=== Exercise directions ===
Transcribe the records below exactly, leaving out any pictures.

Supplied material START

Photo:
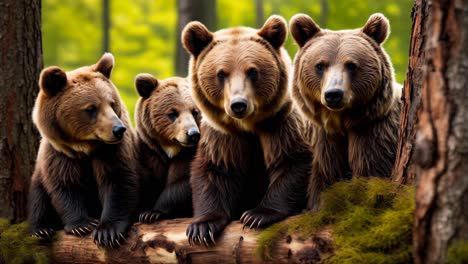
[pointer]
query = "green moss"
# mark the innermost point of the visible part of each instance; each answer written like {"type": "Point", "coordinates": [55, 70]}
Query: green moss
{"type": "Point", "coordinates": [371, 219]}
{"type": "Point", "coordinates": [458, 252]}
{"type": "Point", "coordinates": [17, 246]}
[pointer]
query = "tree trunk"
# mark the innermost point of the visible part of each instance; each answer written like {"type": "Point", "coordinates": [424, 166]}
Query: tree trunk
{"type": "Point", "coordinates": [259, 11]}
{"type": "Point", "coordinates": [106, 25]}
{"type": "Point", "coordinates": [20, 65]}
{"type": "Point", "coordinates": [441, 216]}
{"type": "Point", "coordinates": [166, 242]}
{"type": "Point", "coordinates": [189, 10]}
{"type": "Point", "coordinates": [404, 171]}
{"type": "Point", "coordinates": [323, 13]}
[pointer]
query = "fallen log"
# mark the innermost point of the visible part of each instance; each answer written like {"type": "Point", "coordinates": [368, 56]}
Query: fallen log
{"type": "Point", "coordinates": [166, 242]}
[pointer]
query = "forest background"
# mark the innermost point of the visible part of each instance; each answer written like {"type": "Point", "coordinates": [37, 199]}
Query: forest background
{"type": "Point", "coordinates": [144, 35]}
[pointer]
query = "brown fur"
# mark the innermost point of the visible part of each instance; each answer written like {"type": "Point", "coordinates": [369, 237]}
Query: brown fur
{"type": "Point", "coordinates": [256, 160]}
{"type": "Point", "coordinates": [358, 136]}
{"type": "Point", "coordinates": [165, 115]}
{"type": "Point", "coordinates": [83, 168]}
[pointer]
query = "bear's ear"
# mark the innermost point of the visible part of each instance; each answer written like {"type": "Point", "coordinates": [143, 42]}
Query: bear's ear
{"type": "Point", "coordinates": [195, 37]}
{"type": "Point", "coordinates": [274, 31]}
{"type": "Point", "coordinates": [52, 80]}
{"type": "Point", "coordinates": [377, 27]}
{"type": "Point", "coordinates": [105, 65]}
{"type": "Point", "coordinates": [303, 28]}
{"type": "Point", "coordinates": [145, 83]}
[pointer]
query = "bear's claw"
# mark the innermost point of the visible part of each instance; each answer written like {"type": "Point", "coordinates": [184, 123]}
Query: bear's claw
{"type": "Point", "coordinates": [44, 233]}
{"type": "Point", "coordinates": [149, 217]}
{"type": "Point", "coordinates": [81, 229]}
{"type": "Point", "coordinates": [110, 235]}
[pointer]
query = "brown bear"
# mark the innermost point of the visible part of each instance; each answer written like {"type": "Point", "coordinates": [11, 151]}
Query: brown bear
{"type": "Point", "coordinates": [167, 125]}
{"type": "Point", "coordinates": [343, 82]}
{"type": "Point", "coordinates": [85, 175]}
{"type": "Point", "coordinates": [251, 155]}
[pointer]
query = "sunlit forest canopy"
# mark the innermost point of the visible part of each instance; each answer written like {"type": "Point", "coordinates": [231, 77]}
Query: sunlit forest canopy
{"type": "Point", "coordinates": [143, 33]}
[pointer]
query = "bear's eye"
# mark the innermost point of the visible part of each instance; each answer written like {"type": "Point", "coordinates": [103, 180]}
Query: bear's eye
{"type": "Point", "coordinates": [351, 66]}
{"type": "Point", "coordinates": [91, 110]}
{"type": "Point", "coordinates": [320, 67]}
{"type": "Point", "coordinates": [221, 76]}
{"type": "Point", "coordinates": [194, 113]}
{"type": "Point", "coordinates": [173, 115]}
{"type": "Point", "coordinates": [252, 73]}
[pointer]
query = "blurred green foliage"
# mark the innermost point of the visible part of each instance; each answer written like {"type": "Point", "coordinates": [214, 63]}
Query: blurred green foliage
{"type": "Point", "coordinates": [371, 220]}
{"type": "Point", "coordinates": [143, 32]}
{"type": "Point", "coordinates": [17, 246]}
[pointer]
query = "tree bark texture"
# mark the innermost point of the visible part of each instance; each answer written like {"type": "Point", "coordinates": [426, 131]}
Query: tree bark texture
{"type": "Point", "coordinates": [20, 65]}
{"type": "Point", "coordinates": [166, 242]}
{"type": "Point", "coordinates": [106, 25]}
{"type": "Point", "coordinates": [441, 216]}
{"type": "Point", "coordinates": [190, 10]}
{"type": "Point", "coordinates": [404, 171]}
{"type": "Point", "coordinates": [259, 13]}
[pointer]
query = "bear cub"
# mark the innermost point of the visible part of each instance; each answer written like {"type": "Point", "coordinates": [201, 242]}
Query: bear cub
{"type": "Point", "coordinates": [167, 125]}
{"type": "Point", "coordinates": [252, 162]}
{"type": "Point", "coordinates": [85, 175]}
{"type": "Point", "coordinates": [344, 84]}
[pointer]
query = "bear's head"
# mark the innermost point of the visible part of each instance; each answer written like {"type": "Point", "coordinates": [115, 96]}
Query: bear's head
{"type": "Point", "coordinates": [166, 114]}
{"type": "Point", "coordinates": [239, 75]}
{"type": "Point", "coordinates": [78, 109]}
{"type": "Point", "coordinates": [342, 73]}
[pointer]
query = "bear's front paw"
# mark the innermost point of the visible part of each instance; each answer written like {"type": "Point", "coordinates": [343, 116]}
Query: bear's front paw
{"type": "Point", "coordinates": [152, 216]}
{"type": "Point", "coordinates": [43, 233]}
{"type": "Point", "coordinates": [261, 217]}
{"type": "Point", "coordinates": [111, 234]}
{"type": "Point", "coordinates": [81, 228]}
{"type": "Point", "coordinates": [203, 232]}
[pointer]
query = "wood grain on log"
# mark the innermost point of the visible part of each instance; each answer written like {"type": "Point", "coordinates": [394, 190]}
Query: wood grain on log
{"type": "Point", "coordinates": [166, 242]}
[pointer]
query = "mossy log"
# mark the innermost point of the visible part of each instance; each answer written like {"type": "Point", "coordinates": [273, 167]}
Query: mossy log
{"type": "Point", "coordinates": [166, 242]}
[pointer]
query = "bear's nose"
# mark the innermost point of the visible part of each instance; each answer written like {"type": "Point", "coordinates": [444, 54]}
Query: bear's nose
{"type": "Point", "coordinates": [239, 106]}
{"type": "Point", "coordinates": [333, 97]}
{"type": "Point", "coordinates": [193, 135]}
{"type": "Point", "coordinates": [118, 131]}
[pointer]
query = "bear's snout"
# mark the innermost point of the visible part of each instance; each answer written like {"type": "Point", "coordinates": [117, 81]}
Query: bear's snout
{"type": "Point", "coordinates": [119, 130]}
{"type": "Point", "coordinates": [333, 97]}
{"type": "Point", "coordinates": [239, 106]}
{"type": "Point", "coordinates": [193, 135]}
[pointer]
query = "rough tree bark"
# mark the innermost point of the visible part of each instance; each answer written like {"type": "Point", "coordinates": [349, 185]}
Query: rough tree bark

Supplied material END

=== Completed task ===
Photo:
[pointer]
query = "green moss"
# mark the innermost point of the visible part of each instance; each answer written like {"type": "Point", "coordinates": [55, 70]}
Query: green moss
{"type": "Point", "coordinates": [371, 219]}
{"type": "Point", "coordinates": [458, 252]}
{"type": "Point", "coordinates": [17, 246]}
[pointer]
query = "tree trunk"
# mark the innermost point of the visible part of each instance; each answer written like {"type": "Point", "coordinates": [424, 166]}
Query: tree trunk
{"type": "Point", "coordinates": [259, 11]}
{"type": "Point", "coordinates": [106, 25]}
{"type": "Point", "coordinates": [20, 65]}
{"type": "Point", "coordinates": [441, 216]}
{"type": "Point", "coordinates": [166, 242]}
{"type": "Point", "coordinates": [189, 10]}
{"type": "Point", "coordinates": [404, 171]}
{"type": "Point", "coordinates": [323, 13]}
[pointer]
query = "fallen log"
# mark the innermost point of the visible part of each instance; each answer written like {"type": "Point", "coordinates": [368, 56]}
Query: fallen log
{"type": "Point", "coordinates": [166, 242]}
[pointer]
query = "forest background"
# mark the innermost point of the visible part of each instance; each answer written like {"type": "Point", "coordinates": [37, 199]}
Query: forest background
{"type": "Point", "coordinates": [144, 35]}
[pointer]
query = "brown fur"
# mark the innermost point of the visible part of each instance; each answer written like {"type": "Point", "coordinates": [369, 237]}
Query: brown fur
{"type": "Point", "coordinates": [256, 160]}
{"type": "Point", "coordinates": [358, 136]}
{"type": "Point", "coordinates": [165, 115]}
{"type": "Point", "coordinates": [83, 168]}
[pointer]
query = "bear's ear"
# mark the innermost point of the visible part of each instance; each answer written like {"type": "Point", "coordinates": [143, 42]}
Query: bear's ear
{"type": "Point", "coordinates": [195, 37]}
{"type": "Point", "coordinates": [274, 31]}
{"type": "Point", "coordinates": [52, 80]}
{"type": "Point", "coordinates": [377, 27]}
{"type": "Point", "coordinates": [105, 65]}
{"type": "Point", "coordinates": [303, 28]}
{"type": "Point", "coordinates": [145, 83]}
[pointer]
query = "bear's claw"
# mark the innermost point of the visible part of each instance; each answer written like {"type": "Point", "coordinates": [184, 123]}
Query: bear's claw
{"type": "Point", "coordinates": [44, 233]}
{"type": "Point", "coordinates": [149, 217]}
{"type": "Point", "coordinates": [81, 229]}
{"type": "Point", "coordinates": [110, 235]}
[pointer]
query = "brown bear"
# mark the innermost point of the visible part of each instance; each answer written like {"type": "Point", "coordinates": [11, 151]}
Query: brown bear
{"type": "Point", "coordinates": [167, 125]}
{"type": "Point", "coordinates": [343, 82]}
{"type": "Point", "coordinates": [85, 175]}
{"type": "Point", "coordinates": [251, 155]}
[pointer]
query = "sunlit forest canopy"
# mark the innermost point of the visible part of each instance; each answer written like {"type": "Point", "coordinates": [231, 77]}
Query: sunlit forest canopy
{"type": "Point", "coordinates": [143, 33]}
[pointer]
query = "bear's eye"
# mark the innermost point of the visible part of each instance; each answer written like {"type": "Point", "coordinates": [103, 180]}
Query: bear's eye
{"type": "Point", "coordinates": [351, 66]}
{"type": "Point", "coordinates": [91, 110]}
{"type": "Point", "coordinates": [320, 67]}
{"type": "Point", "coordinates": [221, 76]}
{"type": "Point", "coordinates": [194, 113]}
{"type": "Point", "coordinates": [173, 115]}
{"type": "Point", "coordinates": [252, 73]}
[pointer]
query = "blurred green foliage"
# mark the innermost point of the visible part of each instance; each answer written like {"type": "Point", "coordinates": [214, 63]}
Query: blurred green foliage
{"type": "Point", "coordinates": [371, 220]}
{"type": "Point", "coordinates": [143, 32]}
{"type": "Point", "coordinates": [17, 246]}
[pointer]
query = "tree bark texture"
# mark the innermost point of the visible part of each instance; each answer written like {"type": "Point", "coordinates": [426, 131]}
Query: tree bark texture
{"type": "Point", "coordinates": [20, 65]}
{"type": "Point", "coordinates": [166, 242]}
{"type": "Point", "coordinates": [106, 25]}
{"type": "Point", "coordinates": [441, 216]}
{"type": "Point", "coordinates": [190, 10]}
{"type": "Point", "coordinates": [404, 171]}
{"type": "Point", "coordinates": [259, 13]}
[pointer]
query = "bear cub"
# mark the innermost point of the visible part of each instance; each answer written like {"type": "Point", "coordinates": [201, 242]}
Query: bear cub
{"type": "Point", "coordinates": [167, 125]}
{"type": "Point", "coordinates": [252, 162]}
{"type": "Point", "coordinates": [85, 175]}
{"type": "Point", "coordinates": [344, 84]}
[pointer]
query = "bear's head"
# mark the innermost point of the visible part of each instance; each answer written like {"type": "Point", "coordinates": [115, 96]}
Query: bear's head
{"type": "Point", "coordinates": [166, 114]}
{"type": "Point", "coordinates": [239, 75]}
{"type": "Point", "coordinates": [78, 109]}
{"type": "Point", "coordinates": [342, 73]}
[pointer]
query = "bear's front paw"
# mark the innermost point of the visible part of each instance; each answer written like {"type": "Point", "coordinates": [343, 116]}
Query: bear's front paw
{"type": "Point", "coordinates": [152, 216]}
{"type": "Point", "coordinates": [43, 233]}
{"type": "Point", "coordinates": [261, 217]}
{"type": "Point", "coordinates": [111, 234]}
{"type": "Point", "coordinates": [81, 228]}
{"type": "Point", "coordinates": [203, 232]}
[pointer]
query = "wood grain on log"
# mark the innermost point of the visible part of each instance; each answer written like {"type": "Point", "coordinates": [394, 190]}
Query: wood grain on log
{"type": "Point", "coordinates": [166, 242]}
[pointer]
query = "mossy log"
# mark the innermost point of the visible part of each instance; each answer written like {"type": "Point", "coordinates": [273, 167]}
Query: mossy log
{"type": "Point", "coordinates": [166, 242]}
[pointer]
query = "bear's nose"
# mark the innermost point of the visible part of each instance; each answer written like {"type": "Point", "coordinates": [444, 54]}
Query: bear's nose
{"type": "Point", "coordinates": [239, 106]}
{"type": "Point", "coordinates": [333, 97]}
{"type": "Point", "coordinates": [193, 135]}
{"type": "Point", "coordinates": [118, 131]}
[pointer]
query = "bear's snout"
# mark the innermost point of the visible part of each instance; each answer written like {"type": "Point", "coordinates": [117, 81]}
Query: bear's snout
{"type": "Point", "coordinates": [119, 130]}
{"type": "Point", "coordinates": [333, 97]}
{"type": "Point", "coordinates": [239, 106]}
{"type": "Point", "coordinates": [193, 135]}
[pointer]
query = "rough tree bark"
# mark the innermost point of the visible part of each instance; each answer written like {"type": "Point", "coordinates": [349, 185]}
Query: rough tree bark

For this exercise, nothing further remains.